WRITTEN PROBLEM:
Arrange the part that opens with the line containing "Keypoint placement: for each instance of the black" and closes with the line containing "[(662, 399), (855, 496), (405, 191)]", both ends included, as a two-column CSV with columns "prompt" and "response". Give one line for each row and no others, putting its text and its answer each in one quoted field with line breaks turned into spaces.
↓↓↓
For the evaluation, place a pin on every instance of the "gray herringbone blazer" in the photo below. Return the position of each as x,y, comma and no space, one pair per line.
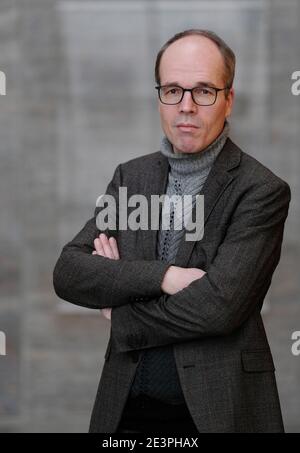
222,354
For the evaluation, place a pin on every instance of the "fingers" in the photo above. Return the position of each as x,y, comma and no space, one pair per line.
106,247
99,247
114,247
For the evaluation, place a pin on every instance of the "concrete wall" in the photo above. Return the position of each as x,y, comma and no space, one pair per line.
80,99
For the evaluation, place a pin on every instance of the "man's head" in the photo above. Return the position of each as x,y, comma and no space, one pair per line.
189,59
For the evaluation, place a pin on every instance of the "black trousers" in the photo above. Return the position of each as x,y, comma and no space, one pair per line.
147,415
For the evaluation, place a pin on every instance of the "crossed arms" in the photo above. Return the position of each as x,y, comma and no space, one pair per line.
215,303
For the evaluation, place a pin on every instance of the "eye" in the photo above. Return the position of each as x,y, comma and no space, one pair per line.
172,90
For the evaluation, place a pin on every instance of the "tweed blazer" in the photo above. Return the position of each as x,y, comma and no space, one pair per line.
222,355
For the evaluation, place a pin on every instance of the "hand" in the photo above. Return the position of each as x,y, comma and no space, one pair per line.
176,278
109,249
106,247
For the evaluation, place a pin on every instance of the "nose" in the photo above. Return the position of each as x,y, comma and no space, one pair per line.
187,104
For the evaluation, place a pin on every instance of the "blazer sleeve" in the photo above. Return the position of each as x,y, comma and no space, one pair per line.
236,281
97,282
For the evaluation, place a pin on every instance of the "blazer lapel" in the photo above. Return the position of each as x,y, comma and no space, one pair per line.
155,184
217,181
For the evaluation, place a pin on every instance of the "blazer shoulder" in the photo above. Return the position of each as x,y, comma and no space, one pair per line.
254,170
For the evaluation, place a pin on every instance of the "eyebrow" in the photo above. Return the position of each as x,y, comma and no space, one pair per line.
202,83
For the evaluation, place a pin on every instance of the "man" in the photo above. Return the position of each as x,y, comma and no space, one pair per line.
188,350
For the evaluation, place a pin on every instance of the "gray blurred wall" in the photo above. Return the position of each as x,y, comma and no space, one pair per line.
81,99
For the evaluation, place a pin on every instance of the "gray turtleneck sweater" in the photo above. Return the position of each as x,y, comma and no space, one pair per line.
156,375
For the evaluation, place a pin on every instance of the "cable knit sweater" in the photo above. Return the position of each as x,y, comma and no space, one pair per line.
156,375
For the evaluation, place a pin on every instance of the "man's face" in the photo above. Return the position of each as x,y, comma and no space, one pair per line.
188,62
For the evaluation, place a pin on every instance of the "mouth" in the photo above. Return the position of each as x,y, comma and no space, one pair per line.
186,127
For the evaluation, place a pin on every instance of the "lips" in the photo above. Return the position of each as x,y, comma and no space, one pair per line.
187,127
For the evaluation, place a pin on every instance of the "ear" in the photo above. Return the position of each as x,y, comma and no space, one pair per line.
229,102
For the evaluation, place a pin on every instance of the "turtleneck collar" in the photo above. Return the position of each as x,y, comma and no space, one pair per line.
184,165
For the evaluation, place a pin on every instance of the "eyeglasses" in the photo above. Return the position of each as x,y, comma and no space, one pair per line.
201,95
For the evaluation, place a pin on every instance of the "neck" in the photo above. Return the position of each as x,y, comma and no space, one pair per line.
183,164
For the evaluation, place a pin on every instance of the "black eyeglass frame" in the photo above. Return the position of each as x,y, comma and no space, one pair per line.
158,87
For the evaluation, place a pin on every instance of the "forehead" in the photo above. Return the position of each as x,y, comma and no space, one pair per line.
190,60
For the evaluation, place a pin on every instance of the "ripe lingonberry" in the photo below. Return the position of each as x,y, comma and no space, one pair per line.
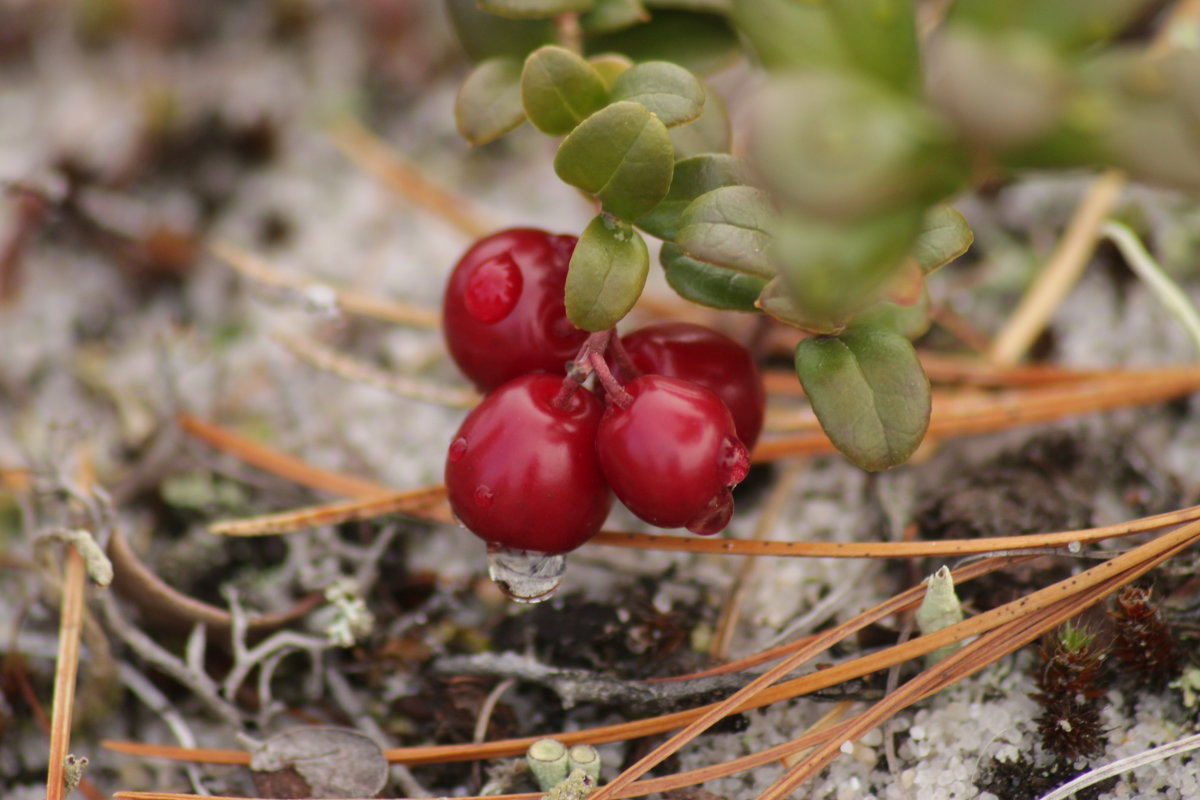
672,453
522,471
503,312
707,358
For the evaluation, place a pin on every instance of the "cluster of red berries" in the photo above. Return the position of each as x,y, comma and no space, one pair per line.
535,464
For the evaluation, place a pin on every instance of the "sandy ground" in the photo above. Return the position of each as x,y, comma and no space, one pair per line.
133,149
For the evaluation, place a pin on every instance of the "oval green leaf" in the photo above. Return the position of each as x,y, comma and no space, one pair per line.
693,176
610,16
843,148
623,156
712,132
533,8
559,90
610,66
834,269
606,274
707,283
910,320
778,300
667,90
730,227
701,42
489,101
881,41
869,392
787,34
945,235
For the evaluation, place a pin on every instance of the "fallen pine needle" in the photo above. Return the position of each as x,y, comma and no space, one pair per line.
66,671
321,294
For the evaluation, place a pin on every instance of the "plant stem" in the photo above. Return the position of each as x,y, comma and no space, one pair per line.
1153,276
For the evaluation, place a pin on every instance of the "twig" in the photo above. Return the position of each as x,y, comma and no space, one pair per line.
198,683
276,462
246,659
993,413
1061,271
323,295
1023,621
376,158
1122,765
145,691
1152,275
340,690
357,371
731,609
823,679
414,501
66,669
575,686
1079,240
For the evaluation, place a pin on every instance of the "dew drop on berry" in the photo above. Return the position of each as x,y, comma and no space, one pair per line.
526,576
484,497
733,461
715,516
493,288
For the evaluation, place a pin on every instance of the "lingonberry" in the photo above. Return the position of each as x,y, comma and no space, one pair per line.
707,358
503,312
672,453
522,471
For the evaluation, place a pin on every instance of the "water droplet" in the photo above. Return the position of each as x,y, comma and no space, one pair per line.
484,497
526,576
733,461
493,288
715,516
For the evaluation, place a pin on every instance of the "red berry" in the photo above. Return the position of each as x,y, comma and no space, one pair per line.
672,455
522,470
503,312
707,358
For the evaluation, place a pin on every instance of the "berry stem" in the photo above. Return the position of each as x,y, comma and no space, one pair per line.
612,386
622,358
591,359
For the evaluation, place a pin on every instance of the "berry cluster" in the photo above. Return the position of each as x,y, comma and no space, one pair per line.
667,428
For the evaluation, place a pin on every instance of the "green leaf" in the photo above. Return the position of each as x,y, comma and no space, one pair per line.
869,394
671,92
945,235
610,16
1071,25
880,37
693,176
789,34
730,227
1001,90
623,156
843,149
610,66
559,90
606,275
486,36
909,320
709,133
835,269
489,101
712,6
533,8
695,41
707,283
778,301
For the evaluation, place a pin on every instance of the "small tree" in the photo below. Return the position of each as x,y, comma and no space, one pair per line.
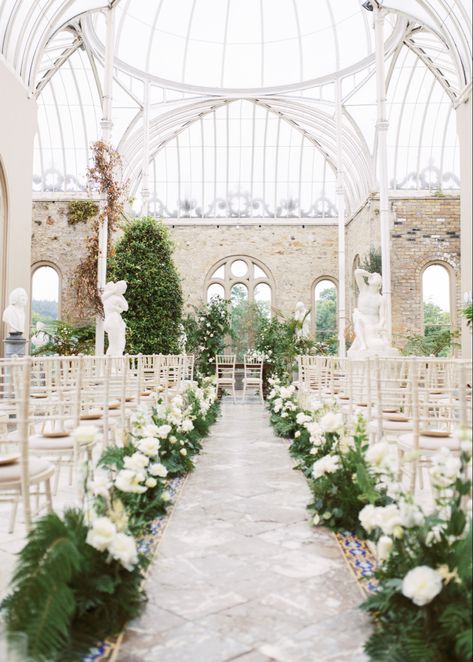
373,261
143,257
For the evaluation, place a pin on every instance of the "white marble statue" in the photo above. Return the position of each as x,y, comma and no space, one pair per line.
114,304
15,313
369,320
301,315
40,337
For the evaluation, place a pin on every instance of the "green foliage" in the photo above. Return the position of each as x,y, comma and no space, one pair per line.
326,319
80,211
143,257
67,339
468,314
440,630
278,339
246,322
373,262
206,332
66,595
43,310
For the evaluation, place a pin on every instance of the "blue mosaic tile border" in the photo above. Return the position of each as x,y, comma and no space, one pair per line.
104,651
360,559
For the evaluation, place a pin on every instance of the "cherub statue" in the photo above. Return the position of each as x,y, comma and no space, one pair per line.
369,318
114,304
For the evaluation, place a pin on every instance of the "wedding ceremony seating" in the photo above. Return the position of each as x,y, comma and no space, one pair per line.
417,404
225,372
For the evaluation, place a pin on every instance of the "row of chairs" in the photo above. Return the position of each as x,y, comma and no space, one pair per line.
225,366
415,403
43,400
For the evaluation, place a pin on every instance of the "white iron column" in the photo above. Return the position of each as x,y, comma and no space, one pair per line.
382,133
145,193
465,137
106,124
341,229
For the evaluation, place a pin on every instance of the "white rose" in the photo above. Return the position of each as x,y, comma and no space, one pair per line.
390,520
163,431
422,585
123,548
101,534
150,430
326,465
331,423
411,515
187,425
101,485
384,548
369,518
130,481
158,470
149,446
85,434
136,462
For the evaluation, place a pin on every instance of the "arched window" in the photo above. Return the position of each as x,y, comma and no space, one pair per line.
241,279
45,294
436,299
325,310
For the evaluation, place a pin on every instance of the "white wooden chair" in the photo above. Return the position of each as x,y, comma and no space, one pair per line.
253,375
225,372
21,475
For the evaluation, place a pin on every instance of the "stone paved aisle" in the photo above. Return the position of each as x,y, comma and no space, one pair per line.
240,574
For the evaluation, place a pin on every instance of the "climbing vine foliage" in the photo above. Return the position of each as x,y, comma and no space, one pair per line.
104,177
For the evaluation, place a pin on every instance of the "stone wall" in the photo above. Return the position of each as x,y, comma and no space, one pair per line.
60,245
296,256
424,230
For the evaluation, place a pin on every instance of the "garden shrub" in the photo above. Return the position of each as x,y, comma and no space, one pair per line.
143,257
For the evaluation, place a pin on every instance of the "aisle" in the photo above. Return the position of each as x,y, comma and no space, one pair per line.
240,574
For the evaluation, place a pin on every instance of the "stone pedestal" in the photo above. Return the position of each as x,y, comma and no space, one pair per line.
15,345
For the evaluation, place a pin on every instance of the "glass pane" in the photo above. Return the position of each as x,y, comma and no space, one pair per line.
325,310
239,269
239,294
215,290
436,299
263,298
259,273
45,295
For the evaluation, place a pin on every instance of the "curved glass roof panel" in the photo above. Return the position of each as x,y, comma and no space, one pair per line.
241,160
237,44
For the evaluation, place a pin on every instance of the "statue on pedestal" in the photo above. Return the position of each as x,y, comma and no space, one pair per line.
369,321
302,316
114,304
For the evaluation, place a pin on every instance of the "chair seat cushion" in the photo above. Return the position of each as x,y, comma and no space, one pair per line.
11,473
391,426
429,443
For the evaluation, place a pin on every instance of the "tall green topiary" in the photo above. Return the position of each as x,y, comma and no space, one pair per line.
143,257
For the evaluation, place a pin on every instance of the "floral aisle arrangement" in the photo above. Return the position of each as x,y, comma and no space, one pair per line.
206,332
333,457
422,604
79,578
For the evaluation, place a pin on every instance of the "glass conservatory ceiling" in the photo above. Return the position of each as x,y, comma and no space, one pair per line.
245,44
290,53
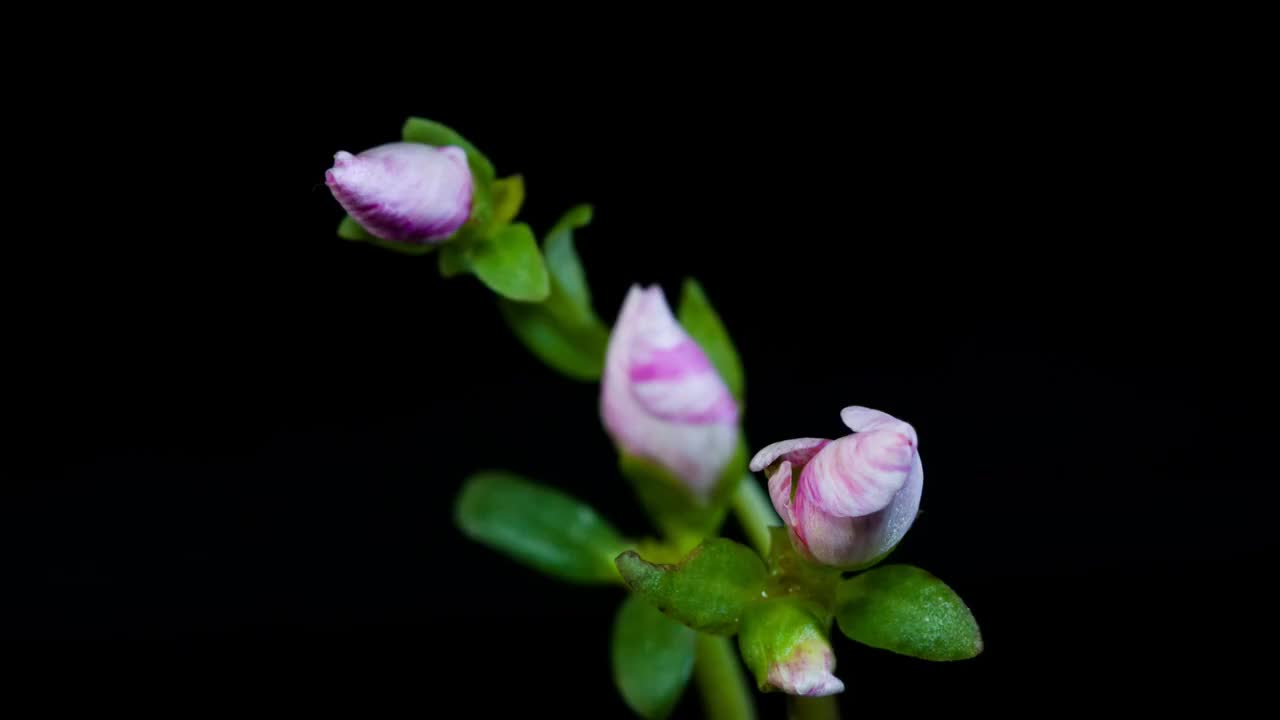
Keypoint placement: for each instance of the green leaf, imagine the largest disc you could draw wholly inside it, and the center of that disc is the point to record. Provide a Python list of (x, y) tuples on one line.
[(562, 260), (350, 229), (704, 326), (574, 351), (909, 611), (430, 132), (508, 261), (455, 260), (539, 527), (709, 589), (508, 196), (668, 501), (563, 331), (653, 659)]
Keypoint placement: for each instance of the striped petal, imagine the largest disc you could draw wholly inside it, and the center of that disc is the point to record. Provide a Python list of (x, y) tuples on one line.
[(405, 191), (859, 474)]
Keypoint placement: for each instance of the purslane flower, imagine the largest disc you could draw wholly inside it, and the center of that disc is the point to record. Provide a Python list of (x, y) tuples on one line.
[(405, 191), (661, 397), (855, 497), (786, 647)]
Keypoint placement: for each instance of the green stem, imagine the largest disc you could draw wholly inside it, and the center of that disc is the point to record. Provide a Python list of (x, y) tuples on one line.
[(726, 696), (755, 513), (813, 709)]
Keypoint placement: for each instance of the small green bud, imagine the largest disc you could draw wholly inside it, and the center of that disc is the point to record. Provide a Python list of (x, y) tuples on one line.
[(785, 643)]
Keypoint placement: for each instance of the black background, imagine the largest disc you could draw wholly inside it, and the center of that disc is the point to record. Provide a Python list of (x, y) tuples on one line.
[(248, 433)]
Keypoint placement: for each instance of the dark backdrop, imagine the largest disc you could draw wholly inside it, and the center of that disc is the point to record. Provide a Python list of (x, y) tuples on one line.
[(250, 432)]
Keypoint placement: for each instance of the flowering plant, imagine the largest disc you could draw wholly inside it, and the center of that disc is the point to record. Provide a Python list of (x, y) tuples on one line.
[(672, 401)]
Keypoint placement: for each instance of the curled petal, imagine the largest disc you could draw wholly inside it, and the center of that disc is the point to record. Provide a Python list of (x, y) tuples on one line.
[(850, 542), (864, 419), (796, 451), (661, 397), (405, 191), (858, 474), (780, 491)]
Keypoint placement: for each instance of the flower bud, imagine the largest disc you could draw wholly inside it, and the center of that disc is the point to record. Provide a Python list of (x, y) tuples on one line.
[(785, 645), (661, 397), (855, 496), (405, 191)]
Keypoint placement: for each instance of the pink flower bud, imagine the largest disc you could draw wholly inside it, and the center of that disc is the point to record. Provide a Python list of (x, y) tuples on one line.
[(662, 400), (405, 191), (856, 496), (785, 645)]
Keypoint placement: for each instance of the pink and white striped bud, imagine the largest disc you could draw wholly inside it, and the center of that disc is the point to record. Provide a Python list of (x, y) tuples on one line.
[(662, 399), (855, 496), (405, 191)]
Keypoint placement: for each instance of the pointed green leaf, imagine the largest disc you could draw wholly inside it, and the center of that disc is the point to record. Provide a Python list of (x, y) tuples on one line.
[(704, 326), (909, 611), (653, 659), (575, 351), (709, 589), (670, 502), (511, 264), (562, 260), (508, 195), (430, 132), (455, 260), (539, 527), (350, 229), (563, 331)]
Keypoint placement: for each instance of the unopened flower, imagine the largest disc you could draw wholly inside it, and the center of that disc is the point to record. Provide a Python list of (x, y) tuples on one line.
[(786, 647), (855, 497), (662, 399), (405, 191)]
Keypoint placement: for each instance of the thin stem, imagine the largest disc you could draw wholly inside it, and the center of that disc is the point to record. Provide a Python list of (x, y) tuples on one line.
[(755, 513), (721, 679), (813, 709)]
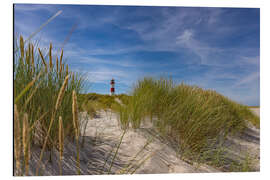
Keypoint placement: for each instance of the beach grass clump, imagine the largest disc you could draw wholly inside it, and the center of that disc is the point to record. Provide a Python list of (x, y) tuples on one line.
[(43, 91), (190, 115)]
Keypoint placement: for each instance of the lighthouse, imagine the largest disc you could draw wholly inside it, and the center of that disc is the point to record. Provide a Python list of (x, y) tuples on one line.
[(112, 87)]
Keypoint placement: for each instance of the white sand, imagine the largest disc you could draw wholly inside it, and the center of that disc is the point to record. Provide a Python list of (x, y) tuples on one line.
[(103, 135)]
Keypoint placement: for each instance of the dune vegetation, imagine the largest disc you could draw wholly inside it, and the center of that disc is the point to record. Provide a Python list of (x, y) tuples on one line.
[(45, 102), (197, 120), (48, 98)]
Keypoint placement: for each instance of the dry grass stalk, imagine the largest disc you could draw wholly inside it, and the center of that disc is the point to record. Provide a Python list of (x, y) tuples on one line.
[(58, 102), (75, 113), (76, 127), (61, 93), (17, 140), (43, 60), (61, 142), (50, 56), (26, 143)]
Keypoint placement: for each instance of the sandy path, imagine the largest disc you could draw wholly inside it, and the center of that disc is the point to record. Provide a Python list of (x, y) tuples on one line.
[(103, 134)]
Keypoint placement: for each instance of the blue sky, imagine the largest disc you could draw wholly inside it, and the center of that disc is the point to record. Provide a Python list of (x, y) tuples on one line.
[(214, 48)]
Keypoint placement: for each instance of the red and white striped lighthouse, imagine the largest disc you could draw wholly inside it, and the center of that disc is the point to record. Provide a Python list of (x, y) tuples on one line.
[(112, 87)]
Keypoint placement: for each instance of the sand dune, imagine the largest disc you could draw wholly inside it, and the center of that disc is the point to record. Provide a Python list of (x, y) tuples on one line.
[(103, 135)]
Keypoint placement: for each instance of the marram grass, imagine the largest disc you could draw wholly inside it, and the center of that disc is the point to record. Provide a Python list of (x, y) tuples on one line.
[(42, 93), (190, 115)]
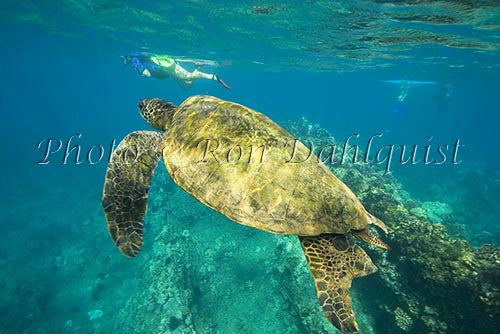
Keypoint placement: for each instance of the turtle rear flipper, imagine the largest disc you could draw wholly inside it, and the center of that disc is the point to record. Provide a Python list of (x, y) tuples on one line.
[(334, 261), (126, 187)]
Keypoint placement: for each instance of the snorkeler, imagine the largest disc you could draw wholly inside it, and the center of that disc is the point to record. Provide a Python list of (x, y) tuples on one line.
[(162, 67)]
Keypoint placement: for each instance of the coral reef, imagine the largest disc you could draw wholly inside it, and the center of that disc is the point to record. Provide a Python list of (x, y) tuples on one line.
[(200, 273)]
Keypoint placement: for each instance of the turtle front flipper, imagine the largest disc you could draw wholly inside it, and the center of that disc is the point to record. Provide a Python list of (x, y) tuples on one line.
[(334, 261), (126, 187), (367, 236)]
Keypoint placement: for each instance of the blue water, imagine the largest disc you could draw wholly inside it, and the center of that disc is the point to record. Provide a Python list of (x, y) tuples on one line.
[(325, 61)]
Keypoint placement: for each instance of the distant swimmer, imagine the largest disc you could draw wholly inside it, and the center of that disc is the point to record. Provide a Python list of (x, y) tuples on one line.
[(163, 66)]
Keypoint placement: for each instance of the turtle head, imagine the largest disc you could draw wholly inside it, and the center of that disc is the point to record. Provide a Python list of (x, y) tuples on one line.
[(157, 112)]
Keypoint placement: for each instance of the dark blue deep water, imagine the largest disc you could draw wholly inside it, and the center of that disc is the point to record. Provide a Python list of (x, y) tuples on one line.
[(306, 65)]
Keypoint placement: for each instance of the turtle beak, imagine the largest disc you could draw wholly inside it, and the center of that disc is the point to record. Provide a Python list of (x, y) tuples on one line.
[(141, 104)]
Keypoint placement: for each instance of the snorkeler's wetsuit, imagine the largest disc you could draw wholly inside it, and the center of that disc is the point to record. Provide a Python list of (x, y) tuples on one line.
[(160, 67)]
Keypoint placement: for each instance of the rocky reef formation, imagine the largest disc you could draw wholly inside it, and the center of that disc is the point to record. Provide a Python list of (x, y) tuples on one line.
[(206, 274)]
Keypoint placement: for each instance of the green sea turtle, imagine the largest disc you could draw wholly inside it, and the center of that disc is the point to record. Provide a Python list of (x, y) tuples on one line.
[(238, 162)]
↑↑↑
TASK OUTPUT:
prompt,response
"Keypoint placement: for each instance of the black background, imagine the largest disc you could draw wholly inside it, and the center of that disc is the point to record. Provide a Python list of (x, y) tuples on one line.","[(248, 433)]"
"Keypoint placement: for each instance of the dark backdrop, imagine the largest disc you could draw wholly inside it, and the center of that disc is the point to record. Provide a Python list of (x, y) tuples on one line.","[(250, 432)]"
"Keypoint placement: for each instance of the flowering plant, imagine the largest disc you could draw wholly inside it, and the center of that disc is the point to record. Provide a Python list of (x, y) tuples on one line.","[(672, 401)]"
"Keypoint placement: for each instance of the curled petal, imagine the largest disc you could draw wholly inside it, and the center of that disc is the point to record. Provide a Python list of (x, y) tuples on one line.","[(850, 542), (864, 419), (796, 451), (661, 397), (405, 191), (858, 474), (780, 491)]"
"Keypoint placement: for each instance of the flower bud, imagine the largest disc you could draw wholly inside it, and the center of that disc is the point to record. Provide a Python list of (x, y) tuples on one line.","[(785, 645), (661, 397), (855, 496), (405, 191)]"
"Keypoint placement: for each instance of the pink flower bud, imagine the largest disc you could draw wholly inside it, and the center of that disc is the point to record. Provide a Python list of (x, y) tuples on one line.","[(662, 400), (405, 191), (856, 496), (785, 645)]"
"Keypoint placement: for each instance of the pink and white striped bud, imagine the largest disc you could draw wholly inside it, and the center of that disc is the point to record. Provide a Python list of (x, y) tuples on one line.","[(662, 399), (855, 496), (405, 191)]"